◆ **Work instructions**:
Rewrite all of the data below, switching each "point out" to "locate" and leaving everything else unchanged.

<<<<

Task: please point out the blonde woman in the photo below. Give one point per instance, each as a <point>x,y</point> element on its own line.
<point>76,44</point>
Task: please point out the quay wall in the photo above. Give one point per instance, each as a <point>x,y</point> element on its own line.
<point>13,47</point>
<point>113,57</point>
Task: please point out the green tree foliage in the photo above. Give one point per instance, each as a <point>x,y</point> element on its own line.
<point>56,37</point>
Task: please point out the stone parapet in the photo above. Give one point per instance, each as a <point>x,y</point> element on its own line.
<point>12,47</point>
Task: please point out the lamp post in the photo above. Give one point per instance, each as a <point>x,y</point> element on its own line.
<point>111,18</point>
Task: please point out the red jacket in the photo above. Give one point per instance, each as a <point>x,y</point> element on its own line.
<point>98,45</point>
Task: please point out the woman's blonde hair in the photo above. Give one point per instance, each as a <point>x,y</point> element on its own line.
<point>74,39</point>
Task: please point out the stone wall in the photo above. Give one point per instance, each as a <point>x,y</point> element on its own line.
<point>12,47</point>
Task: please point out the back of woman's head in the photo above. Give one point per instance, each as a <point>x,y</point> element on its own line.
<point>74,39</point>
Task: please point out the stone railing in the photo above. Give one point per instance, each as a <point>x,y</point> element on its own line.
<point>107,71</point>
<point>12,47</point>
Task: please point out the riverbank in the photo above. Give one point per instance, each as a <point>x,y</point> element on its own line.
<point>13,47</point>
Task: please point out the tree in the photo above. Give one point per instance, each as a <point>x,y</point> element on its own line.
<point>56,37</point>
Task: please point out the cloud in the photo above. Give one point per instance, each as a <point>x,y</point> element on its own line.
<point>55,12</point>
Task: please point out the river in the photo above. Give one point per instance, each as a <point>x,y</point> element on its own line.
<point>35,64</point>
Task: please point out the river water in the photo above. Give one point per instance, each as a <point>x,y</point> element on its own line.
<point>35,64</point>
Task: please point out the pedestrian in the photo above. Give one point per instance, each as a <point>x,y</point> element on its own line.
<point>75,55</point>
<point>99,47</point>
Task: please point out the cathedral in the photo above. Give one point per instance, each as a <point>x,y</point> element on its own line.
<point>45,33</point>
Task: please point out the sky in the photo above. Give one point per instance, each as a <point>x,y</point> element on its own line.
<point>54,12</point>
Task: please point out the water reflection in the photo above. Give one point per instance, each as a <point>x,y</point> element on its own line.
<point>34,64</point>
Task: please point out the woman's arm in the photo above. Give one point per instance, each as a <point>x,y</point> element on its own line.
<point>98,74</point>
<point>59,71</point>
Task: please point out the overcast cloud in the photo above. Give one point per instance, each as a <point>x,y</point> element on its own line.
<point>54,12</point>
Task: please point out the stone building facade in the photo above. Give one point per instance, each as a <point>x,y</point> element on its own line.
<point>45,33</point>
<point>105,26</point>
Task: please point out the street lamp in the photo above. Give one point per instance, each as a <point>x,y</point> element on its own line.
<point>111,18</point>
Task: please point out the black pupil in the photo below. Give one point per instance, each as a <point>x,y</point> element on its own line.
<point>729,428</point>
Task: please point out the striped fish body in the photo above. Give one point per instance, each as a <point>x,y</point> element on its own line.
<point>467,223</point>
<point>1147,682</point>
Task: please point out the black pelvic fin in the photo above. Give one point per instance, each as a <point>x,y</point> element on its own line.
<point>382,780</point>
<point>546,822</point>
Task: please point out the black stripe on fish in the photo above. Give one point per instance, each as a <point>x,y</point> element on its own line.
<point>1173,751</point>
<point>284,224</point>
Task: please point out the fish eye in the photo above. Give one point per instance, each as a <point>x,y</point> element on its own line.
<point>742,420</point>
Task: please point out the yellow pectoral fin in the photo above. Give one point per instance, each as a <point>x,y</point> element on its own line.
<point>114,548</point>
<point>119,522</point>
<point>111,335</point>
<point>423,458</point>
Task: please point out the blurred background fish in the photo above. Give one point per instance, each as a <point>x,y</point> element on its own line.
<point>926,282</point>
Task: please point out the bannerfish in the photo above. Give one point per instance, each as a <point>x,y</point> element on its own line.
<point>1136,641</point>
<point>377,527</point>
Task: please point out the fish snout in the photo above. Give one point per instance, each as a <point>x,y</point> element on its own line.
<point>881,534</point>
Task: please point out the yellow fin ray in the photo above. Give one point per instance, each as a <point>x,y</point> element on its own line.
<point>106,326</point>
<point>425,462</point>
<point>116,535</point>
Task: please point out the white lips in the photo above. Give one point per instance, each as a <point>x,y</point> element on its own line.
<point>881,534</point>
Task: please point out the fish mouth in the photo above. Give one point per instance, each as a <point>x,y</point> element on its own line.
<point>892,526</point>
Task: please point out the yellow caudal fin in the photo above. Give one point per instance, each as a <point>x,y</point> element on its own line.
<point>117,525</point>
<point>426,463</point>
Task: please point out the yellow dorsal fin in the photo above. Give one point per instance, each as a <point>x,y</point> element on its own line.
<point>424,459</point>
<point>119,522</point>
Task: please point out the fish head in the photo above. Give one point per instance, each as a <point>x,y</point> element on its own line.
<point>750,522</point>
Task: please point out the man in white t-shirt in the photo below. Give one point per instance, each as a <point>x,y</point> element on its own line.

>>>>

◆ **Result below**:
Task: please locate the blonde woman in the photo below. Give one point per instance, each as a <point>x,y</point> element on its own line.
<point>76,44</point>
Task: please locate the quay wall in the photo above. Give one point per instance, each as a <point>x,y</point> element on its own line.
<point>13,47</point>
<point>113,57</point>
Task: please locate the green tree foliage in the photo above. Give one point per instance, each as a <point>x,y</point> element on its own line.
<point>56,37</point>
Task: please locate the stone parapet in the photo above. Give one point per instance, each as a <point>x,y</point> element on its own line.
<point>12,47</point>
Task: please locate the lamp post in the photo above. Give one point per instance, each as a <point>x,y</point> element on its own line.
<point>111,18</point>
Task: please locate the red jacket in the photo above. Give one point per instance, each as a <point>x,y</point> element on its own line.
<point>98,45</point>
Task: please locate the woman's blonde hair in the photo above. Give one point per instance, each as a <point>x,y</point> element on its own line.
<point>74,39</point>
Task: please locate the stone wall in the photo above. Give one point per instance, each as a <point>x,y</point> element on its own line.
<point>12,47</point>
Task: please locate the back of woman's head in the photo above. Give one point per instance, each as a <point>x,y</point> element on its own line.
<point>74,39</point>
Task: please locate the stone railing in the photo above. Give one point per instance, each as a <point>x,y</point> element on its own line.
<point>107,71</point>
<point>12,47</point>
Task: please locate the riverbank in the photo above. Give one point per instance, each as a <point>x,y</point> element on its own line.
<point>13,47</point>
Task: please locate the tree in the photo above. Give one point per instance, each as a <point>x,y</point> element on its own line.
<point>56,37</point>
Task: please locate the cloud in the photo above. Give one point per instance, each as a <point>x,y</point> element on its own line.
<point>55,12</point>
Task: please locate the river in the photo above. Give one point per instance, each as a <point>x,y</point> element on its own line.
<point>35,64</point>
Task: please locate the river water in the photo above. Give one point per instance, each as a <point>x,y</point> element on its own line.
<point>35,64</point>
Task: please locate the pedestrian in the photo above. Give one point per instance, each as a <point>x,y</point> element on its own line.
<point>75,55</point>
<point>99,47</point>
Task: please locate the cathedral in the photo above. Give one point per instance, each as a <point>x,y</point> element on its own line.
<point>45,33</point>
Task: please locate the sky in the photo above. Give one point per instance, each as a <point>x,y</point> element on its own line.
<point>54,12</point>
Task: please locate the water reflection in the photo above. Give one point per instance, each as a <point>x,y</point> element on its own line.
<point>34,64</point>
Task: please locate the woman's arm in the photo above. Give one point per instance, each as a <point>x,y</point> element on its own line.
<point>98,74</point>
<point>59,71</point>
Task: please locate the overcast cloud in the photo above. Give one point per instance, each as a <point>x,y</point> element on its own line.
<point>54,12</point>
Task: please locate the stone building facade in the photo above. Give one point per instance, each as a <point>x,y</point> element on its own line.
<point>45,33</point>
<point>105,26</point>
Task: please locate the street lamp in the photo above. Give one point per instance, each as a <point>x,y</point> element on its own line.
<point>111,18</point>
Task: please locate the black pupil in the photo below. Give one point per instance, each as a <point>x,y</point> element on its own line.
<point>729,428</point>
Task: please locate the striped fish body in the photo above. Give one point per instance, each as a <point>x,y</point> element on its own line.
<point>467,223</point>
<point>1147,682</point>
Task: please locate the black pelvic fin in the photo above. Give one point per instance, each as a <point>x,y</point> element on its own line.
<point>382,780</point>
<point>546,822</point>
Task: please locate the black stripe on fish in the photo above. Give one point per instance, each as a <point>x,y</point> element on its own line.
<point>1173,751</point>
<point>284,224</point>
Task: please locate the fish eye in the photo above. Give one point per instance, each as a <point>x,y</point> element on its own line.
<point>742,420</point>
Task: please locate the yellow pectoral fin in the photo above. Give one point per instance, each as a <point>x,y</point> element on its own line.
<point>114,548</point>
<point>119,522</point>
<point>111,335</point>
<point>423,458</point>
Task: please locate the blurred background fish in the photo above. Give one point per instance, each as a <point>x,y</point> element on its own line.
<point>926,282</point>
Task: please locate the bannerfish in the photo above. Give one point per instance, each as a <point>x,y</point> element on its own line.
<point>1136,641</point>
<point>377,527</point>
Task: please locate the fish snout in the photo above. Give one point per instance, each as a <point>x,y</point> element on its own line.
<point>881,534</point>
Task: please locate the yellow fin ray in the photo above. Give one point per instance, each as a <point>x,y</point> element on its own line.
<point>106,326</point>
<point>425,462</point>
<point>116,535</point>
Task: please locate the white lips in the photo above. Give one point per instance, each as a <point>x,y</point> element on its own line.
<point>881,534</point>
Task: please locate the fish mouth in the photo above. Give one point per instance, each as a <point>x,y</point> element on its own line.
<point>892,526</point>
Task: please locate the yellow caudal fin in the photo above. Give one point per instance, each as a <point>x,y</point> element on its own line.
<point>117,525</point>
<point>426,463</point>
Task: please locate the yellow dorsal fin in the photo above. Give one point per instance, each as a <point>x,y</point> element on its own line.
<point>424,459</point>
<point>119,522</point>
Task: please locate the fish head in the photo above. Give one point per instance, each as a <point>x,y</point> element on its own line.
<point>750,522</point>
Task: please locate the man in white t-shirt in the photo below. Give one point per instance, each as a <point>x,y</point> element on its own line.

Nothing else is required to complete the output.